**Requirements:**
Please lay out all of the data below as a numbered list, with one line per item, skipping blank lines and leaving out the pictures.

-- BEGIN Supplied records --

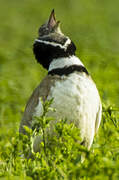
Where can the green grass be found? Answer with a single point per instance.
(94, 27)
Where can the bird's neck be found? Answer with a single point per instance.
(66, 66)
(64, 62)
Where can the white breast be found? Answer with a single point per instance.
(75, 98)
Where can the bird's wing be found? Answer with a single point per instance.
(41, 91)
(98, 118)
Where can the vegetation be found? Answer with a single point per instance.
(93, 26)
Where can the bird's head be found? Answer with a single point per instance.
(52, 43)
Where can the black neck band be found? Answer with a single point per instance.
(68, 70)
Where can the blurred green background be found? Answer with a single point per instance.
(92, 24)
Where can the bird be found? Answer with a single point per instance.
(68, 82)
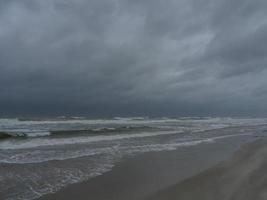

-- END Supplied records --

**Output of the exercise:**
1. Where can the green grass be found? Answer with a single point per instance.
2. (94, 27)
3. Where can the bird's neck be found? Answer with a single point per instance.
4. (66, 66)
5. (64, 62)
6. Where can the white breast be found? Answer with a single point per instance.
7. (75, 98)
8. Where can the bird's wing be found? Answer with a single point per instance.
9. (41, 91)
10. (98, 118)
11. Where can the vegetation be found? Answer with a single point per instance.
12. (93, 26)
13. Where can the bird's head be found? Answer with a single point per instance.
14. (52, 43)
15. Where can the black neck band be found? Answer with a single point per instance.
16. (68, 70)
17. Where can the blurred green background be found? Answer with a single point per instance.
18. (92, 24)
19. Where can the bird be found? Answer with a single point per instance.
20. (68, 82)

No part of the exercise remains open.